# Tareas
1: Contesta estas preguntas sobre el texto de los muertos vivos:
(a) ¿Quién consigue a duras penas pagar las facturas de las farmacias?
(b) Además de una contradicción gramatical, ¿qué es decir que son "muertos vivos"?
(c) ¿Qué usaban algunos familiares o allegados para "trincar medicinas sin soltar la mosca"?
2: Prosigue el texto sobre los muertos vivos a partir de su última oración.

# Bloque de texto
Hay muchos muertos vivos, que no trabajan ni toman cañas, pero consumen medicamentos que no paran. Eso al menos es lo que reflejan las facturas de las farmacias, que la tesorería de la Seguridad Social a duras penas consigue pagar. Realmente, decir que son muertos vivos, además de una contradicción gramatical es una mentira social que se presta a cierto humor macabro.
Los muertos, muertos y bien enterrados deben de estar. Los vivos y, además de vivos vivillos, son algunos de sus familiares o allegados que se venían aprovechando de sus cartillas sanitarias sin anular para trincar medicinas sin soltar la mosca, por la cara, sin preocuparse de que un día sus trapisondas saliesen a la luz pública.

# Filas proporcionadas
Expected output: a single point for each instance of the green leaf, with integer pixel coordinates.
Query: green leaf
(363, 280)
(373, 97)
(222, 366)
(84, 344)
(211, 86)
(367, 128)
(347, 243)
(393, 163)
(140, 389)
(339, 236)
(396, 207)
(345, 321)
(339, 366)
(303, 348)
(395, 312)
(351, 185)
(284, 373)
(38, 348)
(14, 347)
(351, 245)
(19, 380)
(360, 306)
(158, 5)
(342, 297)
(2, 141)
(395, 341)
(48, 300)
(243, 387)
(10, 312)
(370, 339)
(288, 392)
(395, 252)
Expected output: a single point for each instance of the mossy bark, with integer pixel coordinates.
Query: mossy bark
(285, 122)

# Resultados por tarea
1:
(a) La tesorería de la Seguridad Social.
(b) Una mentira social que se presta a cierto humor macabro.
(c) Las cartillas sanitarias sin anular de los muertos.

2:
Pero ese día ha empezado a llegar. La crisis económica está agudizando el sentido de supervivencia, individual y colectivo, y algunos funcionarios, por desgracia no todos todavía, han despabilado algo. Revisando con mayor atención el gasto farmacéutico, tradicionalmente desbordado mayormente por esa afición tan española de montarnos una botica en casa, los inspectores han descubierto — ¿dónde tendrían la cabeza antes de ver esfumarse su paga extra de Navidad? – la friolera de ciento cincuenta mil cuentas, más de la población total de muchas capitales de provincias, de medicamentos “consumidos” por personas… fallecidas.
Quizás es, cabría pensar, que la plácida vida en el cementerio y a pesar del deseo del descanso en paz de sus inquilinos, también produce muchos dolores de cabeza.